=== Work to do ===
Reproduce the listing exactly, with no pictures in your copy.

=== Information shown ===
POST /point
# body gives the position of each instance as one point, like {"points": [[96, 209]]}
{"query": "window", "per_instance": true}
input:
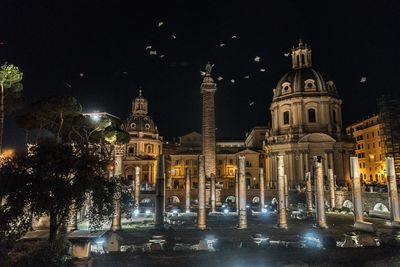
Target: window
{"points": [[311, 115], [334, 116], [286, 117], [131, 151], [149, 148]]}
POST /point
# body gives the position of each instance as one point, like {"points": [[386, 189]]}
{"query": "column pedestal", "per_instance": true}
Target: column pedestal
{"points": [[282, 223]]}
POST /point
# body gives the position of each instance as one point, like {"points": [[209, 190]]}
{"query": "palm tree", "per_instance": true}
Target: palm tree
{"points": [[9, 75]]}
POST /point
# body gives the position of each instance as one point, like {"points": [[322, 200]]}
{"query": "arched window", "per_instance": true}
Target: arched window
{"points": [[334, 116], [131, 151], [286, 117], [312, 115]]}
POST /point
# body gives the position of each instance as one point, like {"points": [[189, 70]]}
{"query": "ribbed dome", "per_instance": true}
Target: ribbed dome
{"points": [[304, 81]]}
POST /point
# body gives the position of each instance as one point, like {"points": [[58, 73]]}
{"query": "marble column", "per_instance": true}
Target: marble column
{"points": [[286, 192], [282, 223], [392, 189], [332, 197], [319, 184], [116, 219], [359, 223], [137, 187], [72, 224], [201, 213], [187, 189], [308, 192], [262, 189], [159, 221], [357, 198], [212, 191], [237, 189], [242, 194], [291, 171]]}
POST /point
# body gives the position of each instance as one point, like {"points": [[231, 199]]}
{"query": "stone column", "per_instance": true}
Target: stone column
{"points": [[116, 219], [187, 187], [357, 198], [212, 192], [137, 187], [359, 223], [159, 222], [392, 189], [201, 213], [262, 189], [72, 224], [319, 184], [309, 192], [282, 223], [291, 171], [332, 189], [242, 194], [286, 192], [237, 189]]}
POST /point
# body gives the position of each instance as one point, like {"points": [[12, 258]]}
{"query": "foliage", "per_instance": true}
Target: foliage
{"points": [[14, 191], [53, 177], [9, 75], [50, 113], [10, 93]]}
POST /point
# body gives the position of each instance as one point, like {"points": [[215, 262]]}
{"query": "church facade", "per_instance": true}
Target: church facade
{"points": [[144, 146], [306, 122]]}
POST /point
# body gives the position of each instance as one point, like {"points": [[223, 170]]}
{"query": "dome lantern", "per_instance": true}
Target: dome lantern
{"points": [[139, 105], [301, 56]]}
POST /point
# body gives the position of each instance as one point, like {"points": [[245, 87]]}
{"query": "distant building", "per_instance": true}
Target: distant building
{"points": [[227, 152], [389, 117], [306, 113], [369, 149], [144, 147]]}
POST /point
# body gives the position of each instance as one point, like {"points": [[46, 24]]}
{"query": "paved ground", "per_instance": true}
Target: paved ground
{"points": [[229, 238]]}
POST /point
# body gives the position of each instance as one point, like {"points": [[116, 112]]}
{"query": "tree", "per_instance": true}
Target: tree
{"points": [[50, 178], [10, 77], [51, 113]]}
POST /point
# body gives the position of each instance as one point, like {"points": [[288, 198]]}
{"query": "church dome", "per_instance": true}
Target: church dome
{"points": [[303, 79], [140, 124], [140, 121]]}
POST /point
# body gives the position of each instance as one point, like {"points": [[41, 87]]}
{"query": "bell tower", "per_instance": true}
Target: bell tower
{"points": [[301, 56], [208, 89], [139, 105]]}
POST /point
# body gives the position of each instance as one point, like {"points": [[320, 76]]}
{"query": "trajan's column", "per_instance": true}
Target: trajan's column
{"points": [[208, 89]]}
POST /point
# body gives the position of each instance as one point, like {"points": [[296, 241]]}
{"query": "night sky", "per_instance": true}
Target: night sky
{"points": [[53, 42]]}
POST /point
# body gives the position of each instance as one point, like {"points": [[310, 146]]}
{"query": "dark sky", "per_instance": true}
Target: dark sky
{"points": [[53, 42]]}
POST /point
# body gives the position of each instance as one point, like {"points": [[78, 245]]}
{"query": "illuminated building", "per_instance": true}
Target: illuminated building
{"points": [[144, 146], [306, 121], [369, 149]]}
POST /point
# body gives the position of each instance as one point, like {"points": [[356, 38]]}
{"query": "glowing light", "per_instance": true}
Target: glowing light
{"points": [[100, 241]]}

=== Exercise answer ===
POST /point
# body gives the position of each instance as one point, like {"points": [[96, 209]]}
{"query": "window", "per_instance": true}
input:
Target: window
{"points": [[311, 115], [334, 116], [286, 117], [131, 151], [149, 148]]}
POST /point
# body gives the position of each instance as one point, like {"points": [[386, 189]]}
{"query": "column pedestal", "per_instance": true}
Target: column pedestal
{"points": [[282, 223]]}
POST /point
# body gives the position of each instance as one point, like {"points": [[209, 190]]}
{"query": "palm tree", "per_instance": true}
Target: palm tree
{"points": [[9, 75]]}
POST /point
# body gives the position of each instance as one point, like {"points": [[322, 200]]}
{"query": "arched window", "per_instance": true}
Target: arched window
{"points": [[334, 116], [131, 151], [286, 117], [312, 115]]}
POST /point
# body gives the position of each instance as one point, like {"points": [[189, 70]]}
{"query": "ribbed dome", "per_instance": true}
Target: ribbed dome
{"points": [[304, 81]]}
POST /point
# body gives the position of each instance as one point, like {"points": [[58, 73]]}
{"query": "marble column", "per_instance": true}
Target: marble column
{"points": [[286, 192], [282, 223], [392, 189], [332, 197], [319, 184], [116, 219], [359, 223], [137, 187], [72, 224], [201, 213], [187, 189], [308, 192], [262, 189], [159, 221], [357, 198], [212, 191], [237, 189], [242, 194], [291, 171]]}
POST /point
# body gives the position of each instance as one point, like {"points": [[231, 199]]}
{"query": "stone column", "per_instance": true}
Target: stone column
{"points": [[116, 219], [187, 187], [357, 198], [212, 192], [137, 187], [359, 223], [159, 222], [392, 189], [201, 213], [262, 189], [72, 224], [319, 184], [309, 192], [282, 223], [291, 171], [332, 189], [242, 194], [286, 192], [237, 189]]}
POST /point
# body gives the position of each instance as one point, like {"points": [[12, 258]]}
{"query": "foliage", "per_instance": true}
Target: foliage
{"points": [[14, 191], [53, 177], [9, 75], [50, 113], [10, 93]]}
POST /point
# body gives the position of each instance as one point, like {"points": [[215, 262]]}
{"query": "church facade", "per_instance": true}
Target: church facade
{"points": [[144, 146], [306, 122]]}
POST /point
# body gives the position of each instance as one point, like {"points": [[223, 170]]}
{"query": "dome lantern", "per_instance": true}
Target: dome lantern
{"points": [[139, 105], [301, 56]]}
POST /point
# body gives the position of each instance as one point, like {"points": [[245, 87]]}
{"query": "distant building", "per_instance": true}
Target: distant building
{"points": [[227, 152], [389, 117], [306, 113], [369, 149], [144, 147]]}
POST /point
# body gives the position of each instance as one point, like {"points": [[46, 24]]}
{"query": "paved ground", "per_instance": true}
Target: paved ground
{"points": [[229, 238]]}
POST /point
# body gives the position of each instance as one point, like {"points": [[116, 112]]}
{"query": "tree", "per_instance": true}
Target: tree
{"points": [[50, 178], [10, 77], [51, 113]]}
POST /point
# body gives the position of each instance as one point, like {"points": [[288, 198]]}
{"query": "church dome", "per_instance": true}
Target: church dome
{"points": [[303, 79], [140, 124], [140, 121]]}
POST /point
# body gives the position of each instance as one point, like {"points": [[41, 87]]}
{"query": "bell tower", "per_instance": true}
Target: bell tower
{"points": [[301, 56], [208, 89], [139, 105]]}
POST /point
# body gives the position of each instance as one point, like {"points": [[320, 76]]}
{"query": "trajan's column", "per_instance": true}
Target: trajan's column
{"points": [[208, 89]]}
POST /point
# body gives the position of each instance as one point, like {"points": [[296, 241]]}
{"query": "night sky", "per_instance": true}
Target: night sky
{"points": [[53, 42]]}
POST /point
# body gives the position of each instance as one point, like {"points": [[310, 146]]}
{"query": "dark sky", "per_instance": true}
Target: dark sky
{"points": [[53, 42]]}
POST /point
# body gives the position of each instance as one point, like {"points": [[78, 245]]}
{"query": "illuminated building", "per_instance": true}
Target: illuminated building
{"points": [[144, 146], [306, 121], [369, 149]]}
POST /point
# body gives the position of each instance as one point, like {"points": [[356, 38]]}
{"query": "glowing light", "per_instance": true}
Target: glowing light
{"points": [[100, 241]]}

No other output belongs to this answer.